**Description of the task:** Find every line in the rows below that contains the string "spruce" and copy each one. Matching is case-sensitive.

Begin Data to process

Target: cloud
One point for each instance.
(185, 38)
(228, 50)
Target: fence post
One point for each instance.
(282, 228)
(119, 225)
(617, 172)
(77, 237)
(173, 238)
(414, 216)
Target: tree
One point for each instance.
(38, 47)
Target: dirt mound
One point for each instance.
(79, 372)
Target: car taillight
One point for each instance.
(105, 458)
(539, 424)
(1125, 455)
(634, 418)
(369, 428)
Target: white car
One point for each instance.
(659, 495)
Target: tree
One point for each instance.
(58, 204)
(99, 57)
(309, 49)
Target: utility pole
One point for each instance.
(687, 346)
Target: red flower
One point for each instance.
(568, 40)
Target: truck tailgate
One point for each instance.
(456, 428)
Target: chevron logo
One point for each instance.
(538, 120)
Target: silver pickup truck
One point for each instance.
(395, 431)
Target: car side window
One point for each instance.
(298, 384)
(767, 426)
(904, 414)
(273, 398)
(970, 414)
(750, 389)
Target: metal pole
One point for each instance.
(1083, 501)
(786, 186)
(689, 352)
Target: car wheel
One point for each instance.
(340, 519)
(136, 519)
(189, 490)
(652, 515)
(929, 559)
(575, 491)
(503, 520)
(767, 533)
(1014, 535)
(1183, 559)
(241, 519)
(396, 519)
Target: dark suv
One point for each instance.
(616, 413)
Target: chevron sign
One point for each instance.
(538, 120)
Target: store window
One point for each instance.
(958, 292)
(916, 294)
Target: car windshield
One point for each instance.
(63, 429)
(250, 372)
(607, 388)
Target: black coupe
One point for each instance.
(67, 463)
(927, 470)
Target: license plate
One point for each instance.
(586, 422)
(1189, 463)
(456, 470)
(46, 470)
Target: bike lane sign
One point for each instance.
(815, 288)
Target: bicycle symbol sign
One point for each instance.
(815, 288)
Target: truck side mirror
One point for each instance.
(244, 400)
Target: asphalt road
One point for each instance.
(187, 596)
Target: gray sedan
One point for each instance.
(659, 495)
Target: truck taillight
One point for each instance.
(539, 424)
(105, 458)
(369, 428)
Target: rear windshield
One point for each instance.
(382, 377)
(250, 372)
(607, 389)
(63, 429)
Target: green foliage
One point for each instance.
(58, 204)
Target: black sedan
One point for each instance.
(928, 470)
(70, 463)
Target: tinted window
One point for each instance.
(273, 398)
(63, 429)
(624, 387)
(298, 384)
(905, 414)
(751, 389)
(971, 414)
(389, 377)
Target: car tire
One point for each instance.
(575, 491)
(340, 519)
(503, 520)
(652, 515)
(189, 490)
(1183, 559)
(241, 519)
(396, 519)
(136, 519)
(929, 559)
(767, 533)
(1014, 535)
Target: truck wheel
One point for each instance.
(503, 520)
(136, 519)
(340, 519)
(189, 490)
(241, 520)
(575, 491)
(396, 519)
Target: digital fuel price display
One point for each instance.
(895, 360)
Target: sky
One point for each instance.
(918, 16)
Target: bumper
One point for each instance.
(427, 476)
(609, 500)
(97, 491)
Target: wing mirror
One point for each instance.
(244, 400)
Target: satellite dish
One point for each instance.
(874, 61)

End Data to process
Begin Data to process

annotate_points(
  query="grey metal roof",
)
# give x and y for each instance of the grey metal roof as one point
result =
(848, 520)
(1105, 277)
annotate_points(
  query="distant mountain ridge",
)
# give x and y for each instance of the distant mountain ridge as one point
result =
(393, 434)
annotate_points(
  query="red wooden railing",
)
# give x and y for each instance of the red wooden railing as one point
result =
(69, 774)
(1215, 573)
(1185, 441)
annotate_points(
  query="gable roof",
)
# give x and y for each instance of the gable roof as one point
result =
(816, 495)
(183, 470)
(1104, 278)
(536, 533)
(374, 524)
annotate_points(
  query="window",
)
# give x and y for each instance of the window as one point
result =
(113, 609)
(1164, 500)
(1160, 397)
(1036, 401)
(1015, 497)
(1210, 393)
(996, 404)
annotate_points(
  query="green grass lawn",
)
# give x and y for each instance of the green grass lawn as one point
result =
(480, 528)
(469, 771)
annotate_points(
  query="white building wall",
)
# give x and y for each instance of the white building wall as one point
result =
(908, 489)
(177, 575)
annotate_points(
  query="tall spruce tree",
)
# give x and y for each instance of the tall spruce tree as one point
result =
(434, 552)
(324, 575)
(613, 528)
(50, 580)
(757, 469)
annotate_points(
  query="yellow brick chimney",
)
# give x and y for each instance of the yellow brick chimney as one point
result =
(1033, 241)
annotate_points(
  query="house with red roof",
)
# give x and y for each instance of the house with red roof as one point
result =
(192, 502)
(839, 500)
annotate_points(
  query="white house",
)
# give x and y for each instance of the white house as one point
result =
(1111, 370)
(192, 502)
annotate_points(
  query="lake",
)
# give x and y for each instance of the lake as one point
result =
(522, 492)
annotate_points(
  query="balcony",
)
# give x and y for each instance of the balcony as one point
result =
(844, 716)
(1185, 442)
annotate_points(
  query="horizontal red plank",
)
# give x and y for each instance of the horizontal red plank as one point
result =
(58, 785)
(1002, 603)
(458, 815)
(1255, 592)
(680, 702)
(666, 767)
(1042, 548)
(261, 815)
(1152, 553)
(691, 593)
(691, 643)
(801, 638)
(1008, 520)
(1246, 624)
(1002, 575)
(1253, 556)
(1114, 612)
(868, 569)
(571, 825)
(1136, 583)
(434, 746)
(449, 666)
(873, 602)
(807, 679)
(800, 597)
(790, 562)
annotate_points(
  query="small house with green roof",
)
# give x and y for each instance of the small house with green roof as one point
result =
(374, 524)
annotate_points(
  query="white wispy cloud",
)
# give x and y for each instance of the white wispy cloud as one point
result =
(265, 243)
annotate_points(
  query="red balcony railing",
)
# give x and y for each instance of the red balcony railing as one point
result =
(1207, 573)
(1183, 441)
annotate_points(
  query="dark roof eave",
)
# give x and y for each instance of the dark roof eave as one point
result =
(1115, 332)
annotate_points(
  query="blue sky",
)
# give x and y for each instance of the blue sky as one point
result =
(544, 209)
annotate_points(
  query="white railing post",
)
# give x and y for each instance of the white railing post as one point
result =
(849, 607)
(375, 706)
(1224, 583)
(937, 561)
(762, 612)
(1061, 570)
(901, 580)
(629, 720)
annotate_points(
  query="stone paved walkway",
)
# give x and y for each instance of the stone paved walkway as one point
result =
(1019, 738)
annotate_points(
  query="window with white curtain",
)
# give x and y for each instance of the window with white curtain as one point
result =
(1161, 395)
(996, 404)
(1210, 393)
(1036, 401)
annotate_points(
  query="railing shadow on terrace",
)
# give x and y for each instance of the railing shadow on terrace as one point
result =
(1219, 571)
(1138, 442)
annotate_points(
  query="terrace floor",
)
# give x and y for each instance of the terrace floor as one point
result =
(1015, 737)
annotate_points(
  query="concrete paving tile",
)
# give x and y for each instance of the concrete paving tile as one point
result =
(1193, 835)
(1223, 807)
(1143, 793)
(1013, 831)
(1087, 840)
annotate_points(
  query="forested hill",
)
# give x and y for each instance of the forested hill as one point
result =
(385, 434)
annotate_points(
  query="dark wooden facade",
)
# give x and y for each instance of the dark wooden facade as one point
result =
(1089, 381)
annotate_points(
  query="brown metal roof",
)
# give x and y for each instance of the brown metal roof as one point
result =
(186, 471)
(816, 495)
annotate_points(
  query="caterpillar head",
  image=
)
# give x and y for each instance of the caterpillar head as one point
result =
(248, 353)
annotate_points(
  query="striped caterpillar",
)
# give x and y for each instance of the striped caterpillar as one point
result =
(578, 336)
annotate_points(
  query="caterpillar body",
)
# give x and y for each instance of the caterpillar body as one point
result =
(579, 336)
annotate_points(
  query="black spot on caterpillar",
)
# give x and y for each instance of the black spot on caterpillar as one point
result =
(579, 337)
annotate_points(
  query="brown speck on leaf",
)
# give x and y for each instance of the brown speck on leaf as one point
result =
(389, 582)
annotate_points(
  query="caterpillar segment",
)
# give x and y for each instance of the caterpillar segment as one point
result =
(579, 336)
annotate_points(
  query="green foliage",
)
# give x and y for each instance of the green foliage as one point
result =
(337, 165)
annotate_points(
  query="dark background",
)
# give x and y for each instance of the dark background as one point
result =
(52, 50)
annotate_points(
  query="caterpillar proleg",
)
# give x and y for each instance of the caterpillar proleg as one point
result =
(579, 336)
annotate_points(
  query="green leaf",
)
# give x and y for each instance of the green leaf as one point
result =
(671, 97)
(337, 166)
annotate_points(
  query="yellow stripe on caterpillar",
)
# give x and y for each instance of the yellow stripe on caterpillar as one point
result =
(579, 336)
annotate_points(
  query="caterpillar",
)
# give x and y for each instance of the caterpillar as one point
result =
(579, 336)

End Data to process
Begin Data to process

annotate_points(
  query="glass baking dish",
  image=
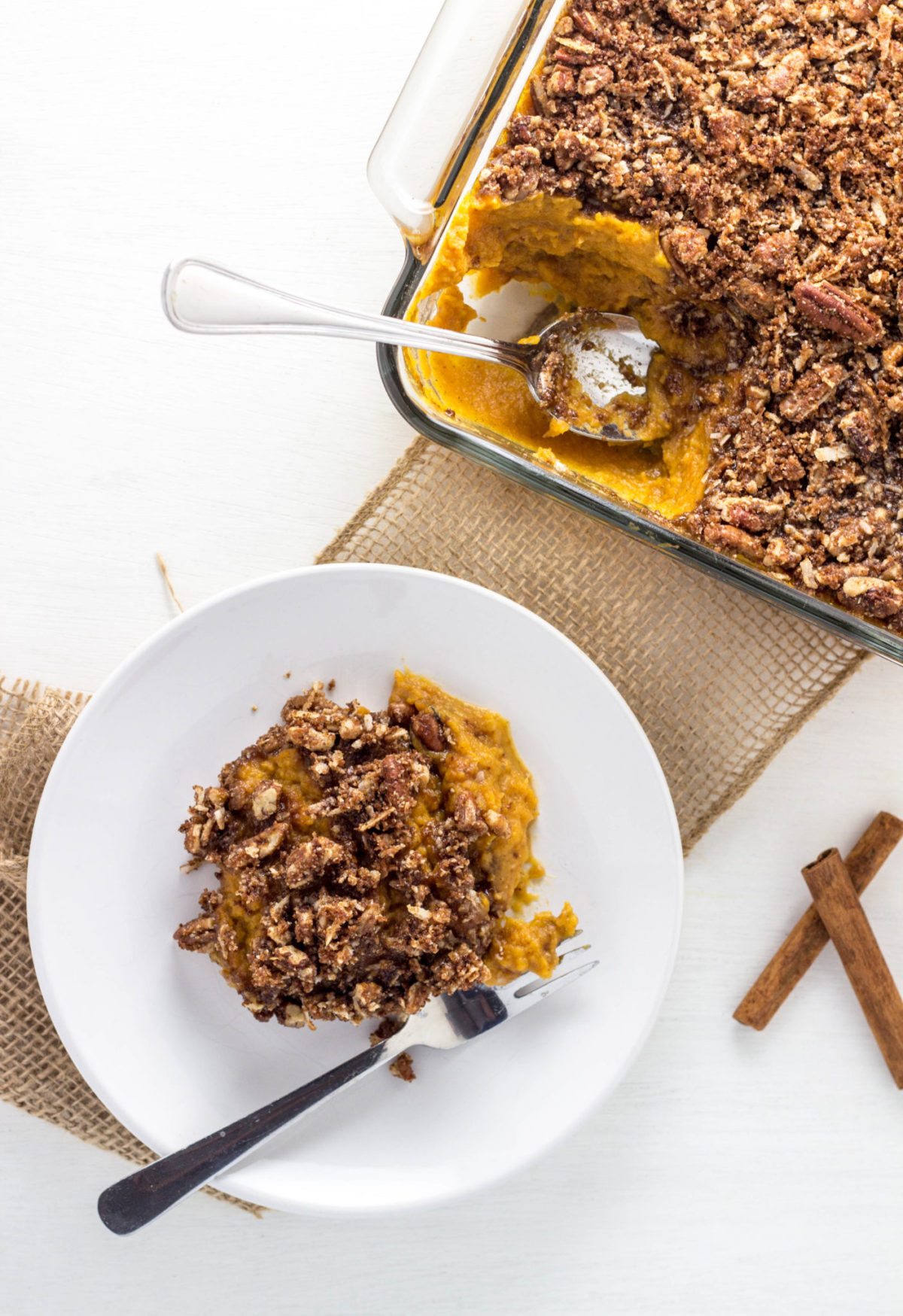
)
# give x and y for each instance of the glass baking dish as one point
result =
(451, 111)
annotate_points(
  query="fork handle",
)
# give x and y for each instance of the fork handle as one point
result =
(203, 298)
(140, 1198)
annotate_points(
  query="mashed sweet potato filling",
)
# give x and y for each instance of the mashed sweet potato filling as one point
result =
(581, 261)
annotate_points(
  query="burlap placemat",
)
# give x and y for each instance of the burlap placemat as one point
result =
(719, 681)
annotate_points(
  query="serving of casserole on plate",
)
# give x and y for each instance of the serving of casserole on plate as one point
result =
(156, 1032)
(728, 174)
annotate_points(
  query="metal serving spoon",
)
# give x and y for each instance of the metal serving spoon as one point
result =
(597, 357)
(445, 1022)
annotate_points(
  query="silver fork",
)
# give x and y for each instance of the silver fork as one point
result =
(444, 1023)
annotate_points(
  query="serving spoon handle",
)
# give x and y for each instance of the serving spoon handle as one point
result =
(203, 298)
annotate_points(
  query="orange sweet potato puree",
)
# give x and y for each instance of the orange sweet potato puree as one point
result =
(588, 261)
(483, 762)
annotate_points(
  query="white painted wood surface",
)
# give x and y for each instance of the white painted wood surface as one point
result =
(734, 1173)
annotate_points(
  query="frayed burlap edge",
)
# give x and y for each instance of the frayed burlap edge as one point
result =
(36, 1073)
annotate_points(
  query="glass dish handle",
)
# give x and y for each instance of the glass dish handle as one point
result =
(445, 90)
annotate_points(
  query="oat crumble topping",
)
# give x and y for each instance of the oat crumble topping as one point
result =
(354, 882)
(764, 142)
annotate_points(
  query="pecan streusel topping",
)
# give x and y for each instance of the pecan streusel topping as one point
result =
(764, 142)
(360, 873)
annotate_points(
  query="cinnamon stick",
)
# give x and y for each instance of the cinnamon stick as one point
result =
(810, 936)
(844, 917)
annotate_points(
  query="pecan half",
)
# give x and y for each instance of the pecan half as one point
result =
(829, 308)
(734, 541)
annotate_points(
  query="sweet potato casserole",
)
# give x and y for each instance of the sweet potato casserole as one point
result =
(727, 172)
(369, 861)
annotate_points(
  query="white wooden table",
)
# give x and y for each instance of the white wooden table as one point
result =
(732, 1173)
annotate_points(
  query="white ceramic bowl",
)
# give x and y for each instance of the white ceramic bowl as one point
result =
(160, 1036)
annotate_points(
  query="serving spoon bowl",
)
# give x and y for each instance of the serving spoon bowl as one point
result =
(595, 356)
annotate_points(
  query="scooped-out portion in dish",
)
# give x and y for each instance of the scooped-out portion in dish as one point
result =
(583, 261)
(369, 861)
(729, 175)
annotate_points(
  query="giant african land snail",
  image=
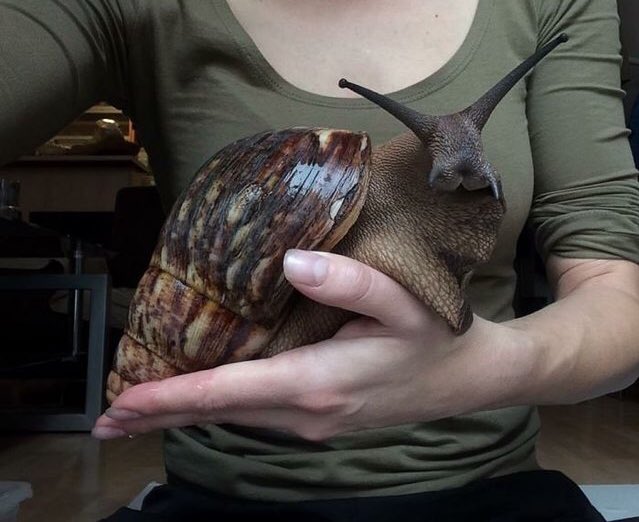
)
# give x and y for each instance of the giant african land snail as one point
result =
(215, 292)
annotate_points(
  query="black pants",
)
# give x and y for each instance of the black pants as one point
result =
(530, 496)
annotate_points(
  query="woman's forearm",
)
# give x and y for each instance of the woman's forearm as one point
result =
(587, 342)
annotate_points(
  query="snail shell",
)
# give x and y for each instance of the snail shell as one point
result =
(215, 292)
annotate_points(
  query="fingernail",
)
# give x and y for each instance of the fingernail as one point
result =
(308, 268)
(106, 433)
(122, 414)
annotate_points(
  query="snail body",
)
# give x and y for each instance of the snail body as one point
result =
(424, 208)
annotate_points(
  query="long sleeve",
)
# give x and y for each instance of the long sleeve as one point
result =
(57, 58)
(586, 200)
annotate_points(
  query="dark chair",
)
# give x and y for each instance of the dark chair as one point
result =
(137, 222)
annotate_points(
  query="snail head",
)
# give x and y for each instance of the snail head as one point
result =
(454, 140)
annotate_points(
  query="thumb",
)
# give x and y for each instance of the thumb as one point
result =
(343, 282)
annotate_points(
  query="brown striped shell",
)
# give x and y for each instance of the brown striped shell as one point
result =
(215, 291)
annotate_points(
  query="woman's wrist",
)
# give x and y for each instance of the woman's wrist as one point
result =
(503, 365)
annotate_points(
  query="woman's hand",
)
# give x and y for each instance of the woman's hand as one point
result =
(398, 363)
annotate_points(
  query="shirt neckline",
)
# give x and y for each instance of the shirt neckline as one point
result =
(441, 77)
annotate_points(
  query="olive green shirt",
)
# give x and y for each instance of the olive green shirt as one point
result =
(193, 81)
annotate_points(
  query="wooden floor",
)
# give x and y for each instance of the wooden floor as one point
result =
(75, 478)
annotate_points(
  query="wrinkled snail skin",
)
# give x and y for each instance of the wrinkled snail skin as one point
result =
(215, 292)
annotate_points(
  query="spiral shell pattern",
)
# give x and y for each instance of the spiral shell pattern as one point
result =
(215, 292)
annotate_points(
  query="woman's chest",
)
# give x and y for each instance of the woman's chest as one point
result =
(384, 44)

End Data to process

**Full output:**
  query="tall spruce tree",
# give x and y for each instance of the tall spruce tree as one point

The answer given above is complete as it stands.